> _Goal_:
Starting with the line that contains "the blue painted", copy each line exactly through the end of the listing, and omit all pictures.

> _Entries_:
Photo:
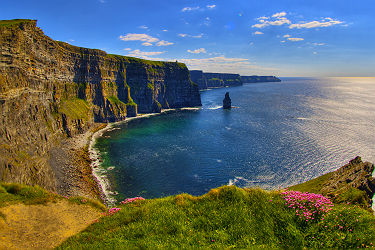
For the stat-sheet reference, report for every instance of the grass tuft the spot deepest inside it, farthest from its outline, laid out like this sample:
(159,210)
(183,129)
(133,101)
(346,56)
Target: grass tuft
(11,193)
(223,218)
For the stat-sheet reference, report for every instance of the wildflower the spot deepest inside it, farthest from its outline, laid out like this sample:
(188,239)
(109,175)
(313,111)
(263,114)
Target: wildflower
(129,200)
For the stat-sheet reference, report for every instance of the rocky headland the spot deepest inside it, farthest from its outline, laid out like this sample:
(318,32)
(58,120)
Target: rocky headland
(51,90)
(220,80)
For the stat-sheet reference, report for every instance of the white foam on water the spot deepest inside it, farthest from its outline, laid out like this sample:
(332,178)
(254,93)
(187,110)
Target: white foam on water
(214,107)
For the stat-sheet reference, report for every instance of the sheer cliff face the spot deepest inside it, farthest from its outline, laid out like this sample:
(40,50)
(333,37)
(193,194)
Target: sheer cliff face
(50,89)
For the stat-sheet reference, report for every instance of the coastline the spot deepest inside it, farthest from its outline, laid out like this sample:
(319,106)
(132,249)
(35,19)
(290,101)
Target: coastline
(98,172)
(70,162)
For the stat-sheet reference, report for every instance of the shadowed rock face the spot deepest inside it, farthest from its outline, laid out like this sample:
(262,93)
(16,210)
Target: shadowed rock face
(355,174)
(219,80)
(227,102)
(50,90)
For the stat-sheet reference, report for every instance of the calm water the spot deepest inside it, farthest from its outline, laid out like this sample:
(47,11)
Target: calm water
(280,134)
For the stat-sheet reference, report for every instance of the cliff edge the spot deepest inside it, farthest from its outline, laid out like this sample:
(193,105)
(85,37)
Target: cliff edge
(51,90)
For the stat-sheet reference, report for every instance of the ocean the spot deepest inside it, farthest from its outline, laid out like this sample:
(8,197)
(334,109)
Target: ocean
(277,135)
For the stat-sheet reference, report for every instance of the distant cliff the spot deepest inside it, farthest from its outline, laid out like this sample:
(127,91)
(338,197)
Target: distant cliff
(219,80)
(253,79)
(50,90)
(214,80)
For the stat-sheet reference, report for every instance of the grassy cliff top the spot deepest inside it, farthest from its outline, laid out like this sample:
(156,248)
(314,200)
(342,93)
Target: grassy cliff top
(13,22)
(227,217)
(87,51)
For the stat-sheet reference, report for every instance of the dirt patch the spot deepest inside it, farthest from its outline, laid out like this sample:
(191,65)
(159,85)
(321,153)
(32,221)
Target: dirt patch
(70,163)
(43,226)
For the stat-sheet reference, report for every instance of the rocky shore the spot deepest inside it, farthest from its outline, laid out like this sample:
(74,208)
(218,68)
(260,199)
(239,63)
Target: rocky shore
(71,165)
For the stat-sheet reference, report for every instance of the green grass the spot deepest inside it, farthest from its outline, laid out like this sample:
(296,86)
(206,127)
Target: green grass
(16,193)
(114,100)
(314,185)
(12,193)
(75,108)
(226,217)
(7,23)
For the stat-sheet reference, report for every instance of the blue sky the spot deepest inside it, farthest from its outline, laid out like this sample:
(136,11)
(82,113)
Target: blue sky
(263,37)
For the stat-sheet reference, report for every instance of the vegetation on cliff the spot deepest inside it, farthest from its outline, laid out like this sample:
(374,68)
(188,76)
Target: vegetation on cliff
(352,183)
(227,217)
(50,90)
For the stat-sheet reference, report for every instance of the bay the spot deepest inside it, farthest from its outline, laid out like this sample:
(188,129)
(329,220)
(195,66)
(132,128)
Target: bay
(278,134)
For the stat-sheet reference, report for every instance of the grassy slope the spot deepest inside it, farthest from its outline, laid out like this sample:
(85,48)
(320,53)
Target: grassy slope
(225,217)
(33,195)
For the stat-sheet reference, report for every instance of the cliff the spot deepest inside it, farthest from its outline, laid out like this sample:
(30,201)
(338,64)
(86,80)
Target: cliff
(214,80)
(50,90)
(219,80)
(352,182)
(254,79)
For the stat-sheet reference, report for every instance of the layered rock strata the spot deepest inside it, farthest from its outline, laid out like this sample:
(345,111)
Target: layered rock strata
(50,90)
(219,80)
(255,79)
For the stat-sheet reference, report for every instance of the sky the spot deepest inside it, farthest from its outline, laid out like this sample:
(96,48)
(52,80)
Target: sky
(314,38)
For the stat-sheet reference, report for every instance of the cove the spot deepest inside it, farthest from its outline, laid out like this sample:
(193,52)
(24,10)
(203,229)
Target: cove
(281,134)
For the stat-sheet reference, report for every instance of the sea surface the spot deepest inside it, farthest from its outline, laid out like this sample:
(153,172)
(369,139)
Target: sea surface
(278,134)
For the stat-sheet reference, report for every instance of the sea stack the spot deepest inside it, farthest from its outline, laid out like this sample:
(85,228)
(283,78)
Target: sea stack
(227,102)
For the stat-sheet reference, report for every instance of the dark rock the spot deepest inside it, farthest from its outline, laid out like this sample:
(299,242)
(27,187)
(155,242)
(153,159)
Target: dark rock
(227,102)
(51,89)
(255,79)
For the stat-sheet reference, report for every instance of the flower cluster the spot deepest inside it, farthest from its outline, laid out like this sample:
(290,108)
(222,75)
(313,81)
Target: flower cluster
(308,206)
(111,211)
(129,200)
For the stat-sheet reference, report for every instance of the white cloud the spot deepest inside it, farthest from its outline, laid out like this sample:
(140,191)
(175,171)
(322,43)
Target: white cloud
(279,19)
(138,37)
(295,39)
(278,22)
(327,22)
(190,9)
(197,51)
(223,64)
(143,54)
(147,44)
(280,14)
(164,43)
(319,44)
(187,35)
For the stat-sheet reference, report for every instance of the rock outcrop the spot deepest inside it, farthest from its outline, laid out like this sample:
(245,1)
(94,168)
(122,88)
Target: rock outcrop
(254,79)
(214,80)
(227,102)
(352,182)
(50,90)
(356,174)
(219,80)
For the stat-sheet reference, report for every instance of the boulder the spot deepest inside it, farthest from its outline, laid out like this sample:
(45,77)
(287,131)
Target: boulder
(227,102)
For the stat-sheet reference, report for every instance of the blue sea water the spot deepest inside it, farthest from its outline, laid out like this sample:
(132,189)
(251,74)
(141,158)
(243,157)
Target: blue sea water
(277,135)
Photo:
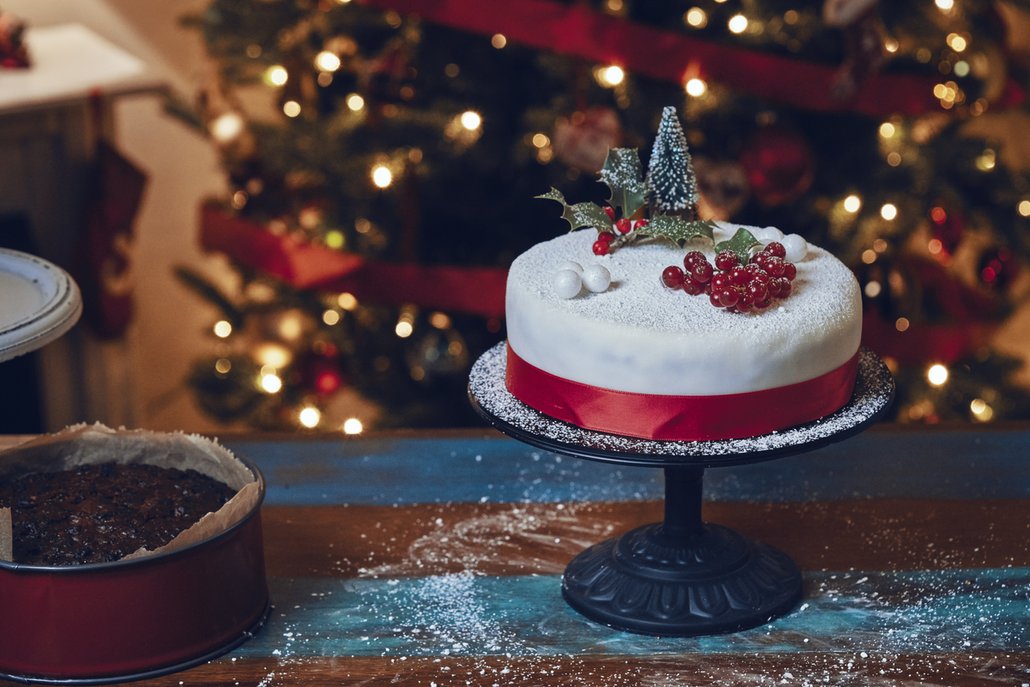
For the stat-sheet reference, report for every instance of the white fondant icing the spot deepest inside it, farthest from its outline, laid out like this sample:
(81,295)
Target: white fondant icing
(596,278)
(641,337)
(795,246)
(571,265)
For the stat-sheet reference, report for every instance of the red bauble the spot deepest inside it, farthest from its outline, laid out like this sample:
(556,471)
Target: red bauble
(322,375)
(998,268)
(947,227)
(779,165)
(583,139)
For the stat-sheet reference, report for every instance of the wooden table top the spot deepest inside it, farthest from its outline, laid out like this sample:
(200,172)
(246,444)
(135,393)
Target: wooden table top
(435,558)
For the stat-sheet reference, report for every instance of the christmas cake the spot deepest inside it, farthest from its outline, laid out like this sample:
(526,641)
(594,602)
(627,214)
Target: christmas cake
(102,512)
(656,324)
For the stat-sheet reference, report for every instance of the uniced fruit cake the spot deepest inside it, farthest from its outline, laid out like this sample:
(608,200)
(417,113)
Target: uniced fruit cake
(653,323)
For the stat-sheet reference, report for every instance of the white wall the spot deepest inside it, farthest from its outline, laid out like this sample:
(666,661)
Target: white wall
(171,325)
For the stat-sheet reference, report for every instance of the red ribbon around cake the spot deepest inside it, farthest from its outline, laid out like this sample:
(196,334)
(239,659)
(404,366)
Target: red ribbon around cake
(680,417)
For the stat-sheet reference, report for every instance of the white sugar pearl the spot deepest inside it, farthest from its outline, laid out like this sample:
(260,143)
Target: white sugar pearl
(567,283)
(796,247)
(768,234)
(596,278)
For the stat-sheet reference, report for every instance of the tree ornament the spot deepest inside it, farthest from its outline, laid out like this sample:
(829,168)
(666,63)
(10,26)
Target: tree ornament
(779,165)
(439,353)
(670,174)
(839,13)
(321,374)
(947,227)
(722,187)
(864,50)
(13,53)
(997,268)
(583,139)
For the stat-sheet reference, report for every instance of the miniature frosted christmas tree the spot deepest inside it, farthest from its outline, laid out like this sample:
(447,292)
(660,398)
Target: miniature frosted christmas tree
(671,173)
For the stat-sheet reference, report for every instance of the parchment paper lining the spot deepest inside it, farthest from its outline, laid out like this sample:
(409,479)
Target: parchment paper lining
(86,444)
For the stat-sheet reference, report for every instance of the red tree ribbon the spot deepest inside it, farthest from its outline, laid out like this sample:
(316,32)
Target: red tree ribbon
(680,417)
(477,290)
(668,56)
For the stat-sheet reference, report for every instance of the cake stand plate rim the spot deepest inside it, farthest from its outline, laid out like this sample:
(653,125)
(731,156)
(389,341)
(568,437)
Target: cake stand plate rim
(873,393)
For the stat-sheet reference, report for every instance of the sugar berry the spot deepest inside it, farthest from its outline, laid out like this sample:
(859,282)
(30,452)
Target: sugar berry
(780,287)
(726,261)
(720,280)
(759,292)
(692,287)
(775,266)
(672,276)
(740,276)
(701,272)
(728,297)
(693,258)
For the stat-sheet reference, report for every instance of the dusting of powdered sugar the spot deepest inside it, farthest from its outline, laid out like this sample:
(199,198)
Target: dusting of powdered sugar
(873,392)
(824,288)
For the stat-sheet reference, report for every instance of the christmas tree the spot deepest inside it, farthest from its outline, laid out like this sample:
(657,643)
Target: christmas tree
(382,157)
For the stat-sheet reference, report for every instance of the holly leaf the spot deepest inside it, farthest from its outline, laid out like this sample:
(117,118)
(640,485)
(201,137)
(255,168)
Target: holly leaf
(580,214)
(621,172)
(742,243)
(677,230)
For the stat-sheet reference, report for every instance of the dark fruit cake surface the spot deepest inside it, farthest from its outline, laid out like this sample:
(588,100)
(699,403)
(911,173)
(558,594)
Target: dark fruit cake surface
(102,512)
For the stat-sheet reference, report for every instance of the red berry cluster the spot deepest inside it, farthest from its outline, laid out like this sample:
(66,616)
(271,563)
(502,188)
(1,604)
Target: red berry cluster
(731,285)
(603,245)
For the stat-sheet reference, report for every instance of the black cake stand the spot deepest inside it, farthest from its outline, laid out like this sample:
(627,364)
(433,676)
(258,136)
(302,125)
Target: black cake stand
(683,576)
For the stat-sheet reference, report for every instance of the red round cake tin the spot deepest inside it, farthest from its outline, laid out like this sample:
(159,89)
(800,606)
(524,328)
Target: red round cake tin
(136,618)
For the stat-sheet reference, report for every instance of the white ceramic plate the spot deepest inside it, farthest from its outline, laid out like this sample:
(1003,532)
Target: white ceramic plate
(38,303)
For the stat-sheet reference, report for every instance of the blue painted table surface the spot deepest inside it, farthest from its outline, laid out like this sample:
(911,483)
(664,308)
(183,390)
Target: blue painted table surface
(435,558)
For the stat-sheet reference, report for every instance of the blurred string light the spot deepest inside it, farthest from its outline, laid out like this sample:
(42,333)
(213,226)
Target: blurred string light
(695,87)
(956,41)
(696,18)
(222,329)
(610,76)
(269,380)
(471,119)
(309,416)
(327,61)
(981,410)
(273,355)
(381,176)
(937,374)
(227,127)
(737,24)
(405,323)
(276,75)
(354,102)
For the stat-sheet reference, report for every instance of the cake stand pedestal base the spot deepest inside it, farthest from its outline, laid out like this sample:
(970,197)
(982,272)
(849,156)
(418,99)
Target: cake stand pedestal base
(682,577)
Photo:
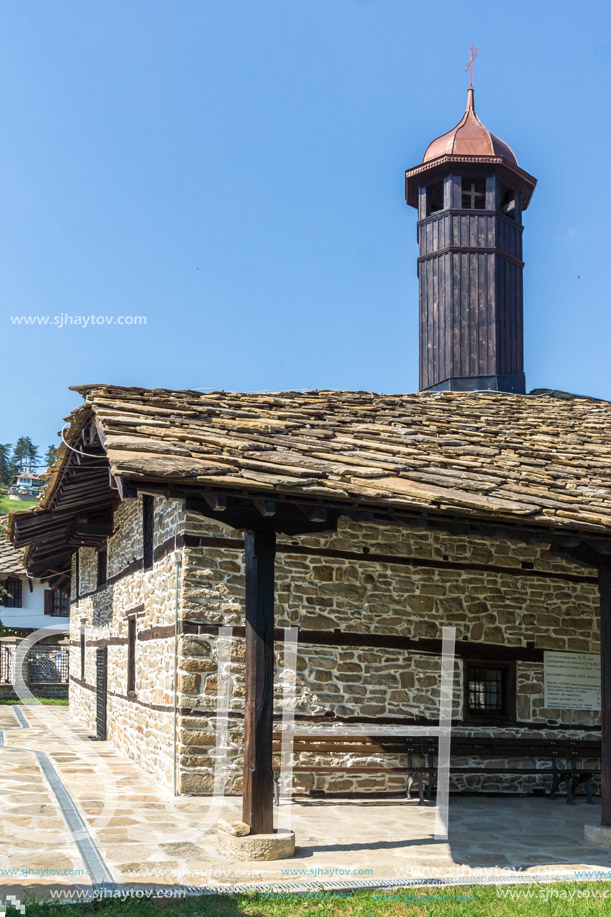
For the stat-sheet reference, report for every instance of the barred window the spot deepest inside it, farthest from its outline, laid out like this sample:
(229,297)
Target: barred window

> _Solution to the problem_:
For the stat-sheet reference, report for every instance of the blue painted table surface the spot deepest inside it, farthest from its outline, laid out like this sample:
(911,483)
(664,308)
(183,390)
Target: blue painted table surface
(435,558)
For the stat-sheet reference, report for every instance of the blurred string light the spot deepest inside it, farthest from its outline, laid out like this sample:
(42,333)
(213,226)
Target: blurred string light
(695,87)
(956,41)
(696,18)
(222,329)
(610,76)
(269,380)
(471,119)
(309,416)
(327,61)
(981,410)
(273,355)
(381,176)
(937,374)
(227,127)
(737,24)
(405,323)
(276,75)
(354,102)
For the stat-sheet reference, report for every instance of the cake stand pedestal base the spot deepest inside it, farthest from its outline, laid out like this sample:
(970,197)
(982,272)
(849,156)
(418,99)
Target: cake stand pedestal base
(682,577)
Photo:
For the stat-sheet reference, report for every instance of the barred window the spot deepest inside it, farthest from its outline, laid out like this sample:
(229,297)
Target: barred window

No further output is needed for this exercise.